» What is expected:
Every line below from the one containing "Can you see the green and" through the one containing "Expected behaviour: a marker sits on the blurred leaf, one" must be transcribed exactly. Omit all lines outside that stretch.

» Items from a data source:

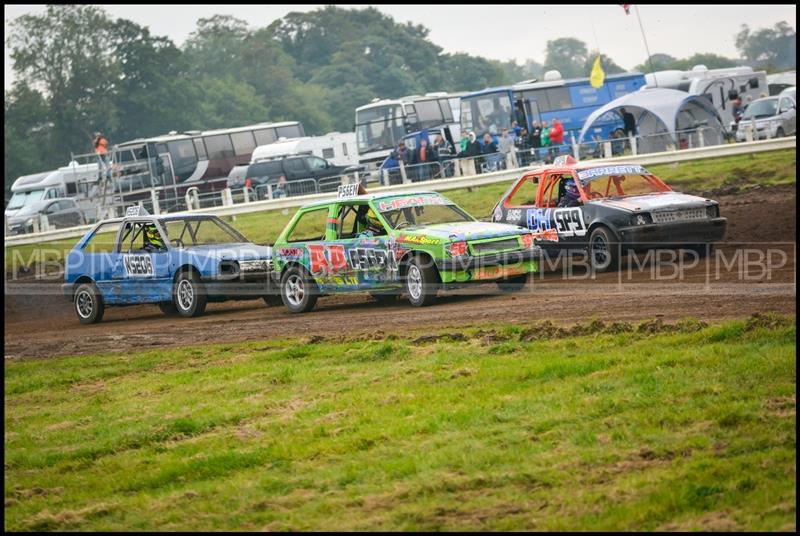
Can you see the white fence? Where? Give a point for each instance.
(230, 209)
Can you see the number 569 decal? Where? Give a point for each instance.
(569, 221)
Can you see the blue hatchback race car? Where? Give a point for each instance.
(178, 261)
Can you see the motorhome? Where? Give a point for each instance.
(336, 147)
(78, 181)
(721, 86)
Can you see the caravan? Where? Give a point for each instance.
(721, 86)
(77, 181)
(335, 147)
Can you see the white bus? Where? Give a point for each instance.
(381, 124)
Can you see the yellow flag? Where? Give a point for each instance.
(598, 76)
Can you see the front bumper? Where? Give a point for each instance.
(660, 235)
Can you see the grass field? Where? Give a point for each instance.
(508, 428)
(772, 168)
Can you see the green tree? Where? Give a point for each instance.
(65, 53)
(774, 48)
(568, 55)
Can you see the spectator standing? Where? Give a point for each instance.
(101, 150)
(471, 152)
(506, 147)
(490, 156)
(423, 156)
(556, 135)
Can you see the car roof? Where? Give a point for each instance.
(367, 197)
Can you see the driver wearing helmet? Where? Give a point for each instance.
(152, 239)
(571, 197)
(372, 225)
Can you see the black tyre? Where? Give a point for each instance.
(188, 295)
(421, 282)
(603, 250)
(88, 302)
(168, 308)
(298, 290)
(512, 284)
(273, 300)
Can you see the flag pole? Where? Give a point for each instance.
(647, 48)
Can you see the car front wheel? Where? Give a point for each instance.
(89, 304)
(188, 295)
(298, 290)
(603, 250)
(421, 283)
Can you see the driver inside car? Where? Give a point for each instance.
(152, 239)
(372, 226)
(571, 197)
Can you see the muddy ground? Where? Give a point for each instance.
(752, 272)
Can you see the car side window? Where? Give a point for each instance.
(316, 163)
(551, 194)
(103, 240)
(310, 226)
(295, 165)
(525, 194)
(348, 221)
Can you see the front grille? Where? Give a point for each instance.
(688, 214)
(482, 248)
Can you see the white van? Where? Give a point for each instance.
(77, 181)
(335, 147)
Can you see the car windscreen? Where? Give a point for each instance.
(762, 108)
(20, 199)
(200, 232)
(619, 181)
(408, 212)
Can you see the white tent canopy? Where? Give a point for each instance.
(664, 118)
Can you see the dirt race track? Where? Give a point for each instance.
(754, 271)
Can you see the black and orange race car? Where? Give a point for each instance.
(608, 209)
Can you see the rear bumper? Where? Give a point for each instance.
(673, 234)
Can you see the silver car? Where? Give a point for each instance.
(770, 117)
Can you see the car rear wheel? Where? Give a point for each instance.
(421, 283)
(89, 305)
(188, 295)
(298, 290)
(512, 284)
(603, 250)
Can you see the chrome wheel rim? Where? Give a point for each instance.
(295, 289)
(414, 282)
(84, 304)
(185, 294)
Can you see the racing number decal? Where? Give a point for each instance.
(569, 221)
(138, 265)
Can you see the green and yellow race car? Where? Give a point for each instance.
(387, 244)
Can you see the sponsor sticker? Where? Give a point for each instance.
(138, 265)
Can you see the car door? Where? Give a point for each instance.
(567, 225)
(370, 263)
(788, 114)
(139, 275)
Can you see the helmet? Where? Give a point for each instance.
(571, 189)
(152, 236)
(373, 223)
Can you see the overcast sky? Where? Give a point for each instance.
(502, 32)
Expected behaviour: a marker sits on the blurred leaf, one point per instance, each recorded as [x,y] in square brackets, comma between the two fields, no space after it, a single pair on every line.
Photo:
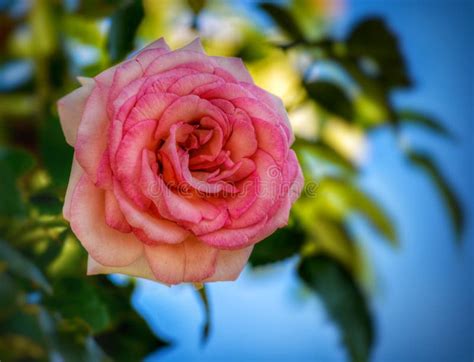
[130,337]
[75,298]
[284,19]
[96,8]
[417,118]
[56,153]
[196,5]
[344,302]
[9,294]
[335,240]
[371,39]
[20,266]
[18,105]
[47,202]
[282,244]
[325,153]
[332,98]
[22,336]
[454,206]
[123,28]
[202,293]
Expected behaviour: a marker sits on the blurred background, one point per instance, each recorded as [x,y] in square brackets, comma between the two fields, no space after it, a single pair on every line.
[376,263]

==

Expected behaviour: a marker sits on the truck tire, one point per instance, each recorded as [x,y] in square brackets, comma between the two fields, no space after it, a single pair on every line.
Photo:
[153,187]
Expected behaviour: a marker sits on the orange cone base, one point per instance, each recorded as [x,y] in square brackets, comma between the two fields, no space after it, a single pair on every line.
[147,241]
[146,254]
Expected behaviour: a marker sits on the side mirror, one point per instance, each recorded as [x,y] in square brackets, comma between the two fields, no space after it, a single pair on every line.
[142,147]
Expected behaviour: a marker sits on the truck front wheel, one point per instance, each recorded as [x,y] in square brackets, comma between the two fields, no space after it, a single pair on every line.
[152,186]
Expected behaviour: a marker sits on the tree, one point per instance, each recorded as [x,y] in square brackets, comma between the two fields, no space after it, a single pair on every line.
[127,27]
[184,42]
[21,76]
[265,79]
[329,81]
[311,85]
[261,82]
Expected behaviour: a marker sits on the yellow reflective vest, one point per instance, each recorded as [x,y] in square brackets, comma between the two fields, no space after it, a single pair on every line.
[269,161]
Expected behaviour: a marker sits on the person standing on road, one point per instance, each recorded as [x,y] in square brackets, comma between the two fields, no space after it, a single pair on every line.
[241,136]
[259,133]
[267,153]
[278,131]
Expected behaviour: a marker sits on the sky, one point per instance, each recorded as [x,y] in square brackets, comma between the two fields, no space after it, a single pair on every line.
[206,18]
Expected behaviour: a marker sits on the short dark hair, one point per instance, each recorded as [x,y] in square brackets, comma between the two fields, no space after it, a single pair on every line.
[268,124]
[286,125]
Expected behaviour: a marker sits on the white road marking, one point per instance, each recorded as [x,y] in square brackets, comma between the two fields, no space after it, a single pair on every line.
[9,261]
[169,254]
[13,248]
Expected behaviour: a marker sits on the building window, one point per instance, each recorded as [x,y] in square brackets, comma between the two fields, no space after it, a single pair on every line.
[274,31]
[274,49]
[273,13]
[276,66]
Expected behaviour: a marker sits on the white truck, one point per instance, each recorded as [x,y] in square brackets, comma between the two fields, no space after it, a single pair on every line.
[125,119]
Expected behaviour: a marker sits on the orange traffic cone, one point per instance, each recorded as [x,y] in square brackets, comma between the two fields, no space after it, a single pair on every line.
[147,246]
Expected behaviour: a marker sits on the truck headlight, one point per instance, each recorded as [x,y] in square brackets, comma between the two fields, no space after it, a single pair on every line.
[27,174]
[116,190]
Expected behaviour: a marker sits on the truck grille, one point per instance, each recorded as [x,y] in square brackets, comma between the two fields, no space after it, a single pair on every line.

» Answer:
Can you see the green and yellow race car? Where? Give a point for each instance.
(387, 244)
Can you see the sponsor sticker? Where? Give a point for each instance.
(138, 265)
Can you see the car door? Where? Give a point for each instance.
(567, 225)
(370, 263)
(788, 114)
(139, 275)
Can you see the helmet? Where? Give a point for each instance.
(571, 189)
(152, 236)
(373, 223)
Can you see the overcast sky? Where? Give a point for each instance.
(502, 32)
Expected behaviour: a marker sits on the blurred leaf, one point per instance, each recorded as [x,y] in square brackets, comma between the two fields, no space after it, a single pair on every line.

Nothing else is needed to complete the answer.